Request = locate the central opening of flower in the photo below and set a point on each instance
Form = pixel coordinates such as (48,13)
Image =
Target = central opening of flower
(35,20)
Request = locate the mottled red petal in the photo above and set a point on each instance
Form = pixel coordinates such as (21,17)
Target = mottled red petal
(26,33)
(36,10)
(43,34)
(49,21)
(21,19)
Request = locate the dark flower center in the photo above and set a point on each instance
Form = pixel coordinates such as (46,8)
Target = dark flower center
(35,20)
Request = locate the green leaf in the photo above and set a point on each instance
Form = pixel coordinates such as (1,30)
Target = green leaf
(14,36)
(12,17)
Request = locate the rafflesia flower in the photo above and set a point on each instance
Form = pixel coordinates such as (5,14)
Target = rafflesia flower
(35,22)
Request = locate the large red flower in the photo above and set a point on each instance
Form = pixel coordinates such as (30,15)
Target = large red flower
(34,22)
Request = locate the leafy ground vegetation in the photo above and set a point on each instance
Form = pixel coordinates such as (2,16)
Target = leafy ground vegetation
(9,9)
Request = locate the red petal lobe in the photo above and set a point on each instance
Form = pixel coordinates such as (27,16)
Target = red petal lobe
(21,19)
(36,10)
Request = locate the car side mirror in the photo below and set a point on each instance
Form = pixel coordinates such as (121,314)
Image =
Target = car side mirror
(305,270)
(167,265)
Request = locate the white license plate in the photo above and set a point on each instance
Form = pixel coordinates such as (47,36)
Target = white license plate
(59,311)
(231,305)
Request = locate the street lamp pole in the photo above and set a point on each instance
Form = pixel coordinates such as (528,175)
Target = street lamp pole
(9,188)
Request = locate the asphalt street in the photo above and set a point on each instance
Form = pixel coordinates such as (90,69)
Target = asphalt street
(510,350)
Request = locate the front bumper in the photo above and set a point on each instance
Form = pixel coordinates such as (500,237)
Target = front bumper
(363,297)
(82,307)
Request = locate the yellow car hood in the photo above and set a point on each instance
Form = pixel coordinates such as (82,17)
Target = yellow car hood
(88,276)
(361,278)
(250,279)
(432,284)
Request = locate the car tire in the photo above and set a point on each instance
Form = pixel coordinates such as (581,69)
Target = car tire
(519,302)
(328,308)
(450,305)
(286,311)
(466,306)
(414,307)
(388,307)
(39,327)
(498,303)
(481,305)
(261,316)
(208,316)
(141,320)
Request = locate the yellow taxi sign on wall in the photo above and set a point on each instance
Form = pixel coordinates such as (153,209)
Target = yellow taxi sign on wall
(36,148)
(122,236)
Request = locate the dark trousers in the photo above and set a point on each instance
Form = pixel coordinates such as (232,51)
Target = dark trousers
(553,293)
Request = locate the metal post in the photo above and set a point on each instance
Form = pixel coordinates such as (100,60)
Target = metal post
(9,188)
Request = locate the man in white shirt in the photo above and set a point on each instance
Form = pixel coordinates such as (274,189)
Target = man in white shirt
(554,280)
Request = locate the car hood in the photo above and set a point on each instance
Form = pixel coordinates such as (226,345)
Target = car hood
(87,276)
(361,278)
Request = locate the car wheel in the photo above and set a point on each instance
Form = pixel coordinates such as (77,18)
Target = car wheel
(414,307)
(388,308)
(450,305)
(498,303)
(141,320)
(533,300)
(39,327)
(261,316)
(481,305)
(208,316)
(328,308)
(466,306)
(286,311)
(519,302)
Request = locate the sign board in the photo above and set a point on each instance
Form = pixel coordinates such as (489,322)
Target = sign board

==

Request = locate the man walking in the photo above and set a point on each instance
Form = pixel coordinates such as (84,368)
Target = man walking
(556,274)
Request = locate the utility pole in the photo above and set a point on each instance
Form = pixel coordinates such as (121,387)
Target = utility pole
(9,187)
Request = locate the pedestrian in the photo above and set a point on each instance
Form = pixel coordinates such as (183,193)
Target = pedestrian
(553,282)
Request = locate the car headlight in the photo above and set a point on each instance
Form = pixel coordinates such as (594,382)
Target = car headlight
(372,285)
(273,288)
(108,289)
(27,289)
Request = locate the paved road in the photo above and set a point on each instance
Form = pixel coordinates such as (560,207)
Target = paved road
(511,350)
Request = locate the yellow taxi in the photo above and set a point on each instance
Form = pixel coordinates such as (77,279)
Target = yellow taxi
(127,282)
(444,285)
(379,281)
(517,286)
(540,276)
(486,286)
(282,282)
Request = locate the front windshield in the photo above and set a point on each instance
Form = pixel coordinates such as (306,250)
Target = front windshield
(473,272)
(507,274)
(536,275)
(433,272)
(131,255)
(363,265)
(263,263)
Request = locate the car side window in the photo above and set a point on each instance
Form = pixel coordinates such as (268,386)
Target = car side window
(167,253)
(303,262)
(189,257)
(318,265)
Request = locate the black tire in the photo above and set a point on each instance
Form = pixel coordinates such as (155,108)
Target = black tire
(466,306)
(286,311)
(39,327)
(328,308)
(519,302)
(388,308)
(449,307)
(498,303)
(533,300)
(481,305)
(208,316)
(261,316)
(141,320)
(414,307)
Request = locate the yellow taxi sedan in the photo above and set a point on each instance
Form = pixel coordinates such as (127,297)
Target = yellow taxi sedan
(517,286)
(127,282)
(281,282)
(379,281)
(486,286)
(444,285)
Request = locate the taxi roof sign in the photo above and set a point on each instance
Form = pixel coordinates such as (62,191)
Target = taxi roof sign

**Written problem**
Rework the material from the line containing "Request = locate the car wheel" through the line containing "Target = sign board", both included, so that "pixel coordinates" becomes "pixel positions" and nothing else changes.

**Output of the exercise**
Request = locate the car wheel in the photo above and set a point on each instance
Form = pixel positions such as (77,18)
Target = car wheel
(414,307)
(388,308)
(450,305)
(498,303)
(141,320)
(533,300)
(39,327)
(261,316)
(481,305)
(208,316)
(328,308)
(466,306)
(286,311)
(519,302)
Request = locate the sign board in the photo above and set a point on each instance
Form = pixel positions such as (489,322)
Target = sign board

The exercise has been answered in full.